# 解くべき問題:
A - 映画『シャッター アイランド』のレビューを2文で要約してください。
B - 元の文章でかぎかっこ「」に囲まれている語句はどれですか？すべて挙げてください。

# 元の文章:
* * *
ザシアン

シャッター アイランドのザシアンのレビュー・感想・評価

シャッター アイランド(2009年製作の映画)
4.2
「精神的安楽死の是非」または「自分で選択できる尊厳死」かなり切ないテーマです。
日本ではタレントや芸能人が自殺したとき、毎度のように議論しては数日で忘れるを繰り返します。
自殺=悪い意見が多いですが、そもそも自殺が増えると医者が儲かりません。延命させるのもビジネスですし患者がいないとお金になりません。

スウェーデンのように尊厳死を認めてしまうと、日本の医者は稼げません。死なない程度に病気になってもらいたい。だから日本では自殺=悪なんです。

この映画が新しいのは本当にヤバいやつはその対象外というより、もう人間だとも思ってません。


↓以下ネタバレ↓
ラストで主人公が発するセリフ。
「モンスターとして生きるか、善人として死ぬか」
* * *
# 記録一覧:
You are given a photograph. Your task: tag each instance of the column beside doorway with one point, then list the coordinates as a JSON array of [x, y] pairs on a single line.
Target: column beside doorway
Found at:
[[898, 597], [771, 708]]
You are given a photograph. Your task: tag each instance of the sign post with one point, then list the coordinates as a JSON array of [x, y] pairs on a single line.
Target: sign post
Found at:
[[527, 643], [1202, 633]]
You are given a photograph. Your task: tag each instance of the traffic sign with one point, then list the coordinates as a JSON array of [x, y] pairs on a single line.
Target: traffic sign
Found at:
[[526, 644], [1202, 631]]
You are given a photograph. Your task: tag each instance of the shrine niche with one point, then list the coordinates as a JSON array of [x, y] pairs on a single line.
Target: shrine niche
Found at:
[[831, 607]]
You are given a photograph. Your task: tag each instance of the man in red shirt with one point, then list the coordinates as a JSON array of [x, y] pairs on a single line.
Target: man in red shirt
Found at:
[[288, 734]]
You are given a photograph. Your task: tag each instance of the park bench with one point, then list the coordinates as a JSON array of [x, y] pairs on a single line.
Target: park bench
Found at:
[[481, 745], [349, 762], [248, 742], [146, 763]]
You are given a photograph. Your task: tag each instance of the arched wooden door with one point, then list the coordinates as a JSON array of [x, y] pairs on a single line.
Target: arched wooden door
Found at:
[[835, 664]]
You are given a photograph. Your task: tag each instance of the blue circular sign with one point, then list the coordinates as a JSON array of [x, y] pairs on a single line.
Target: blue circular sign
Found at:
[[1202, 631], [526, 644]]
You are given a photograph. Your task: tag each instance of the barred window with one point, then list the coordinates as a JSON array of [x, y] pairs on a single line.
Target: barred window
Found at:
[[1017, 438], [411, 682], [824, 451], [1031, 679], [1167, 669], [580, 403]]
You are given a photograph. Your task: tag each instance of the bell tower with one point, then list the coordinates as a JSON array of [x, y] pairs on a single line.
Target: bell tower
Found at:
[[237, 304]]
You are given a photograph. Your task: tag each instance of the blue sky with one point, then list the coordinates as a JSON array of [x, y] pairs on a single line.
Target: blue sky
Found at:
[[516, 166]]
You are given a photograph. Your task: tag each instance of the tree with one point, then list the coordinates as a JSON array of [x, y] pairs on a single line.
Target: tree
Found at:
* * *
# 問題の解答:
A - 2009年製作の映画『シャッター アイランド』に4.2の評価をつけたこのレビューは、作品のテーマを「精神的安楽死の是非」または「自分で選択できる尊厳死」という切ないものだとしています。筆者は、日本で自殺が悪とされるのは尊厳死を認めると医者が稼げないからだと論じ、この映画の新しさは本当にヤバいやつを対象外というより人間だとも思っていない点にあると述べています。

B -
・精神的安楽死の是非
・自分で選択できる尊厳死
・モンスターとして生きるか、善人として死ぬか